• Task details
Once you have checked each line below, report only the number of lines that contain the word "vertical".

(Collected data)
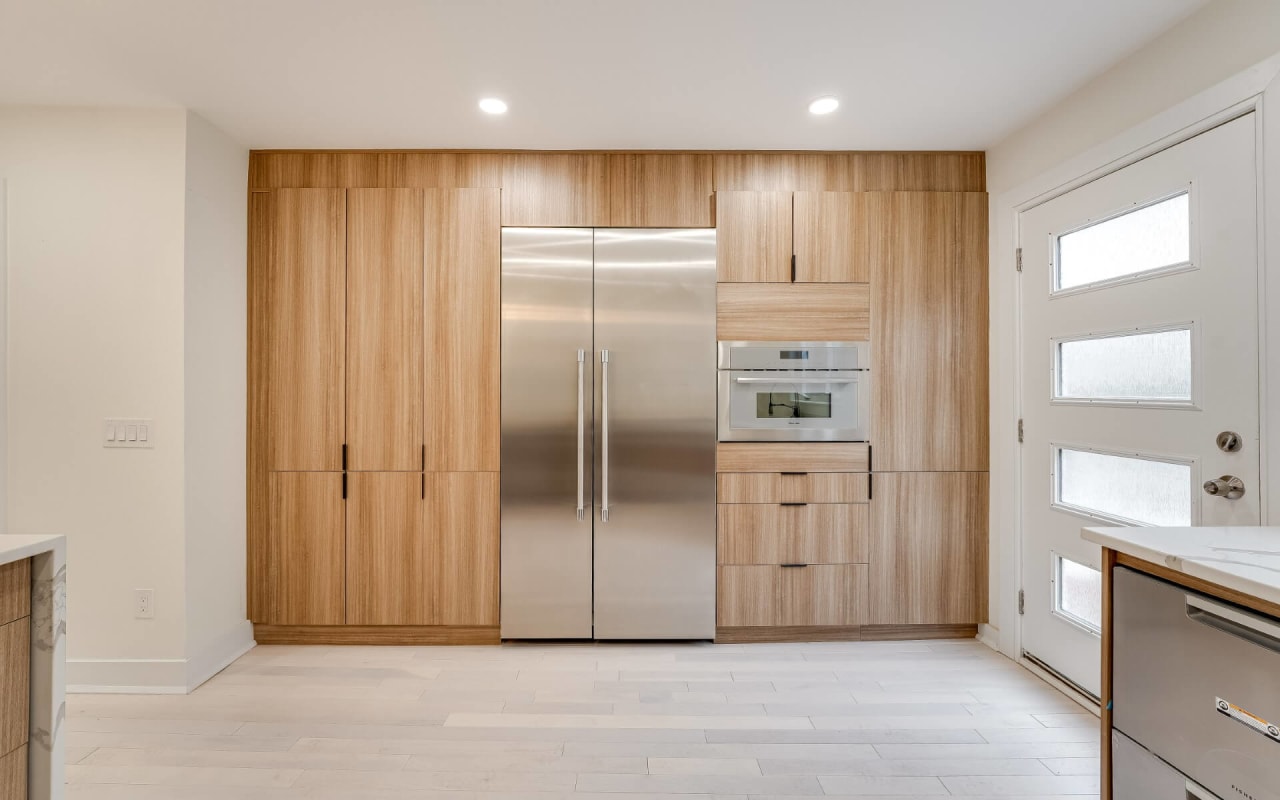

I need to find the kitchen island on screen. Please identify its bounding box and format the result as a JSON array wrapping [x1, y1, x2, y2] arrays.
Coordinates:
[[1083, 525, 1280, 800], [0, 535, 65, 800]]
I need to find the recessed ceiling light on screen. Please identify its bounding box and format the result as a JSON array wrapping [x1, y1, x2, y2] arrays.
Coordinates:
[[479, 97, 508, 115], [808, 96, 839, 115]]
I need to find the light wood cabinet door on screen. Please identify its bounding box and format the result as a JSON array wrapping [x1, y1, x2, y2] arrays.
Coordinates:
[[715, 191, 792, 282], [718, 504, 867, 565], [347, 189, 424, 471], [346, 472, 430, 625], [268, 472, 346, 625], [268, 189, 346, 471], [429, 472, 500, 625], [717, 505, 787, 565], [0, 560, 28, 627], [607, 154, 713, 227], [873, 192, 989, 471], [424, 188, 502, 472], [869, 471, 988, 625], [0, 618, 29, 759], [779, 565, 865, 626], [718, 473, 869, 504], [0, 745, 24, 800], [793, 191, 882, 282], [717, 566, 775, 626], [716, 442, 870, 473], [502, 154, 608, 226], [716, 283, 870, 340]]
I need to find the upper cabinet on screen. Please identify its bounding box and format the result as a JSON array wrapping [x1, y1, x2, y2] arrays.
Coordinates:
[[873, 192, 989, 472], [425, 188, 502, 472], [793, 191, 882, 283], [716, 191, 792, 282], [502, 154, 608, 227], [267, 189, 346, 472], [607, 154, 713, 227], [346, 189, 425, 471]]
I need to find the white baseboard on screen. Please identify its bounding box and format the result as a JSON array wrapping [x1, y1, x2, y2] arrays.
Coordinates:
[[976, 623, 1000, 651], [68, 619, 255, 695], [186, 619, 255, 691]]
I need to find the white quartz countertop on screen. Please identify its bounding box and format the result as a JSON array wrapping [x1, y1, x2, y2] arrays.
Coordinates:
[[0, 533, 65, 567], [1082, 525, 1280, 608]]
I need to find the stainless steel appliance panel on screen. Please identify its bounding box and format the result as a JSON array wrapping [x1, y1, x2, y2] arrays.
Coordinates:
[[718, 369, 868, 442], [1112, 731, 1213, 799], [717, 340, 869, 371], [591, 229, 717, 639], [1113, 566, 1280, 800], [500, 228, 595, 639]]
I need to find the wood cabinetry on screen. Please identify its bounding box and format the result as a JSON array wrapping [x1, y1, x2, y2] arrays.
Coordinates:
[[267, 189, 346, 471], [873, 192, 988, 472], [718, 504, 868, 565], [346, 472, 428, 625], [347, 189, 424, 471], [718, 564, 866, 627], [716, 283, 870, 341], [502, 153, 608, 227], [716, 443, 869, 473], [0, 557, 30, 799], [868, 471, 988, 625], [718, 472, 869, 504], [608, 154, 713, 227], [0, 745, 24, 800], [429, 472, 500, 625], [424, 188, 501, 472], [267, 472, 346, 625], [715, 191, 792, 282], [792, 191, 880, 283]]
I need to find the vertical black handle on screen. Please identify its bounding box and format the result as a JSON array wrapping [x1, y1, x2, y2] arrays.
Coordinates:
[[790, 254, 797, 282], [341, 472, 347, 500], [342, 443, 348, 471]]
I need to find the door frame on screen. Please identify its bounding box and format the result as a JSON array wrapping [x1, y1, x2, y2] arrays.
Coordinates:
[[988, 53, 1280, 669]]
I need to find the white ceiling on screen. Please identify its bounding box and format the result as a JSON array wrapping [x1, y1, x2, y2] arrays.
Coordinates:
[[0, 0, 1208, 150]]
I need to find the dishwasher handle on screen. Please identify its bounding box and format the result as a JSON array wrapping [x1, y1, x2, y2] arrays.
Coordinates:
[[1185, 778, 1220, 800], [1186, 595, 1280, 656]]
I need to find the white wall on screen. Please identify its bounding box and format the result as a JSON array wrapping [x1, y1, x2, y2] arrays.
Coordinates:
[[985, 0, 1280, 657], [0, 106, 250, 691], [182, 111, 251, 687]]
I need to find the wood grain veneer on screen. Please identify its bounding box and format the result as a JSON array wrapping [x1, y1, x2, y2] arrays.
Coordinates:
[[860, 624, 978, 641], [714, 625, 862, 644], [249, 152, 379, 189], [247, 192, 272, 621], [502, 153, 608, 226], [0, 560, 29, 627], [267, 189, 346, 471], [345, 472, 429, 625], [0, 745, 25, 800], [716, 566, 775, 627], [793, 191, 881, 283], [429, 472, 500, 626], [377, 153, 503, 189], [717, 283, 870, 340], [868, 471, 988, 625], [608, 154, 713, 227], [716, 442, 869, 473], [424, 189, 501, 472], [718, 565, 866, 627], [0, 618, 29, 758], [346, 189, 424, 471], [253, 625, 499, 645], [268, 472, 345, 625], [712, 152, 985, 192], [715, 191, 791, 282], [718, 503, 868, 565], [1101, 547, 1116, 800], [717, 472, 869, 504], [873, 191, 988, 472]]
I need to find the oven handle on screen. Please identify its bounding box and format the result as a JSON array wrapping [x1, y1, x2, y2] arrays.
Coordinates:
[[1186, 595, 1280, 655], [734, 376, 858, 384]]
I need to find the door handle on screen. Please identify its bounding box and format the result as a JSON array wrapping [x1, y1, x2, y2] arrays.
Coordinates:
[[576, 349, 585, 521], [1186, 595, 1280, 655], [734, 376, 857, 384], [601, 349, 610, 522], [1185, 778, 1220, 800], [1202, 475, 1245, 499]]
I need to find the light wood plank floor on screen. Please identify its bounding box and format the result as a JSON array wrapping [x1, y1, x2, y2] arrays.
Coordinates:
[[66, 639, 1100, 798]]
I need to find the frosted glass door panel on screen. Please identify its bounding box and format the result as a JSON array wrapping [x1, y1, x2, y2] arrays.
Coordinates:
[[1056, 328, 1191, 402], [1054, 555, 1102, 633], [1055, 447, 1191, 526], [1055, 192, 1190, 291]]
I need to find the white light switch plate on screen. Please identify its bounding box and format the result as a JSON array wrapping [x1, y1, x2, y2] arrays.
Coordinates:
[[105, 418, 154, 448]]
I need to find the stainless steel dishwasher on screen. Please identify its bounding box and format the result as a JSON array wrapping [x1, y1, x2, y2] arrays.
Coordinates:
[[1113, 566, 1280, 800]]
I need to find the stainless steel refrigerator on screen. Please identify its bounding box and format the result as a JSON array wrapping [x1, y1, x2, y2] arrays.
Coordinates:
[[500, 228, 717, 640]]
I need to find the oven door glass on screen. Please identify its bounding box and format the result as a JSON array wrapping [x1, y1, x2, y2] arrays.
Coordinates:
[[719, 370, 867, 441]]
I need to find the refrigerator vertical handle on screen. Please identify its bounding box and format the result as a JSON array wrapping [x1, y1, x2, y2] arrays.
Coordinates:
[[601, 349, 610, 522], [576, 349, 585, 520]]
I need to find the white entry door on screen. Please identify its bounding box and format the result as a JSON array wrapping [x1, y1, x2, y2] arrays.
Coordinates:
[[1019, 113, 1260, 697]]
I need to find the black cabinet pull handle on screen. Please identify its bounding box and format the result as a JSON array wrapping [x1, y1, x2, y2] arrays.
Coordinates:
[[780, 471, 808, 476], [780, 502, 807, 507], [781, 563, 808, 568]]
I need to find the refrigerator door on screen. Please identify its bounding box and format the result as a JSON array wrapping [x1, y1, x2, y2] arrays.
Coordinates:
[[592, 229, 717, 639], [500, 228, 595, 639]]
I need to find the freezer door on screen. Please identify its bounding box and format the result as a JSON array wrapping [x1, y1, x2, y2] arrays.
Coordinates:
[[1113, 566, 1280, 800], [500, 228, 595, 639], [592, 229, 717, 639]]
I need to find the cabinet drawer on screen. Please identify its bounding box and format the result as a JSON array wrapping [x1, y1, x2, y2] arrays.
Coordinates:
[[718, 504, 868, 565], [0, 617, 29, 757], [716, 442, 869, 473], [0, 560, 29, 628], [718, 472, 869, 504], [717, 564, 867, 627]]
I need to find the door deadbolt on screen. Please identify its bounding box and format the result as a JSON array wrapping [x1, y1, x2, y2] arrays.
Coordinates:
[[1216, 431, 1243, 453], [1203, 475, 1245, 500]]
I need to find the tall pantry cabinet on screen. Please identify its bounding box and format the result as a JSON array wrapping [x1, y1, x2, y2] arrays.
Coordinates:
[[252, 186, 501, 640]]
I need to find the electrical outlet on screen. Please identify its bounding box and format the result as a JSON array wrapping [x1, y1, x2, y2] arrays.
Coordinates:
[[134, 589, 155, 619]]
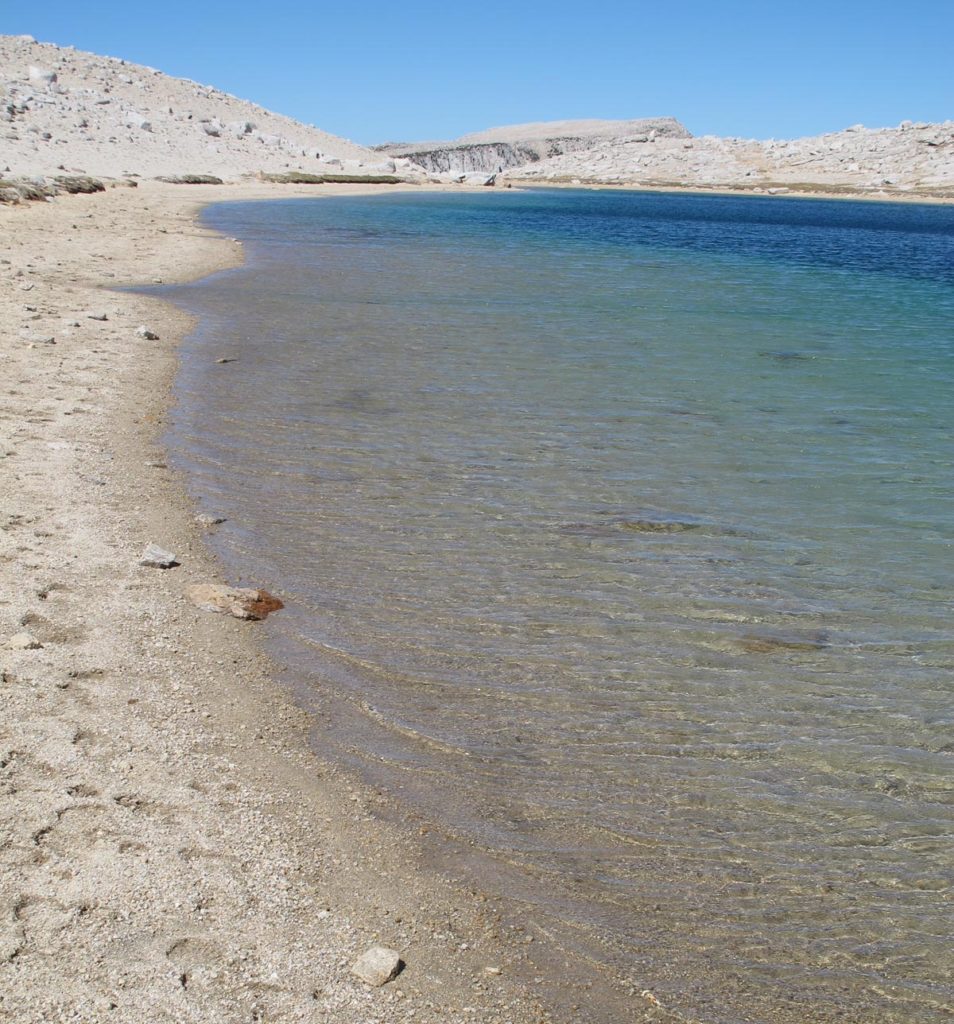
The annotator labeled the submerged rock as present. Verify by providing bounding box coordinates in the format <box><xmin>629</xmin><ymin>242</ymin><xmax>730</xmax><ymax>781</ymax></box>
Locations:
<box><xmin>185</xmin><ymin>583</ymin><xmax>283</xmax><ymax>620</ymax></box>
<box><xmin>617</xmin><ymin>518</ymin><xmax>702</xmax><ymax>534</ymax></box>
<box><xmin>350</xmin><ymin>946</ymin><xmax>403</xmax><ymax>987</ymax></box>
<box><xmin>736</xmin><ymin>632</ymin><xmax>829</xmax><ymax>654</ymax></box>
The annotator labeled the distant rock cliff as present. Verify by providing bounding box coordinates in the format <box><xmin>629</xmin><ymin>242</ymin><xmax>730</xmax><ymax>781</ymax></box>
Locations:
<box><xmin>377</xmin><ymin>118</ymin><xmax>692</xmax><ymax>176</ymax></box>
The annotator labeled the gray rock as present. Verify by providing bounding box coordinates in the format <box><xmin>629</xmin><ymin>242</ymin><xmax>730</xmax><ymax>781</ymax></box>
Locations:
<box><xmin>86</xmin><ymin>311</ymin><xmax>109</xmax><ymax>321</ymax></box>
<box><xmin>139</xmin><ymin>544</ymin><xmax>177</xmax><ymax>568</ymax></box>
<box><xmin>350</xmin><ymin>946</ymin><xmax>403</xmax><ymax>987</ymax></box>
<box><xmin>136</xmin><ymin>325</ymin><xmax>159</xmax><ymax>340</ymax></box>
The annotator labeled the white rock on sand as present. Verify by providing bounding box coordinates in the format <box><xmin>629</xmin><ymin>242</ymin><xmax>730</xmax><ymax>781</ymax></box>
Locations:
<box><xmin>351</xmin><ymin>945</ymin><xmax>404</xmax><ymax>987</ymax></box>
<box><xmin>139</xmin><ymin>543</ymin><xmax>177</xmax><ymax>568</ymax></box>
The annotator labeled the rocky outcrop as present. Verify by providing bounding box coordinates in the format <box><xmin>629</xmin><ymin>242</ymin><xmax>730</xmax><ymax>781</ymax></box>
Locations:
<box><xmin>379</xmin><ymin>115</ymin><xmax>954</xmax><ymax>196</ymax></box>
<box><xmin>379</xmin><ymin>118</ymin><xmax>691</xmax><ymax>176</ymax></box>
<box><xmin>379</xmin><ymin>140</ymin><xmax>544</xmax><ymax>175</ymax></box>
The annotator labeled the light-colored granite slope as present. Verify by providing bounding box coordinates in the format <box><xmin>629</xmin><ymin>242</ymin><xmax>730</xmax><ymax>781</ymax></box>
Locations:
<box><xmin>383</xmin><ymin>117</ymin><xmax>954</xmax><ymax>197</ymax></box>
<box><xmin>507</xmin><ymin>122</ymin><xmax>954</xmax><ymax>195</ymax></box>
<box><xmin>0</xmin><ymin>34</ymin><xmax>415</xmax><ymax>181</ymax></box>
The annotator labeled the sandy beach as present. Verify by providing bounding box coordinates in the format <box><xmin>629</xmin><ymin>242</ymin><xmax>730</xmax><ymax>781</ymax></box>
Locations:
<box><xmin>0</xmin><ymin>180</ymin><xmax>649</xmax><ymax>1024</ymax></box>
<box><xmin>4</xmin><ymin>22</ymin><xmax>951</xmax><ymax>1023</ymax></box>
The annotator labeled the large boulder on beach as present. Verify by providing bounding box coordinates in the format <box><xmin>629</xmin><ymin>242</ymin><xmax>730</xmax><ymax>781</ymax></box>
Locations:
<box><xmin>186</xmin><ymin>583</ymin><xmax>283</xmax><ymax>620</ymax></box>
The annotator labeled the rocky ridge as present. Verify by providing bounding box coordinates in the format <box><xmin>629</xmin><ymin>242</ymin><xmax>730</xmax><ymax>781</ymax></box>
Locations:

• Answer box
2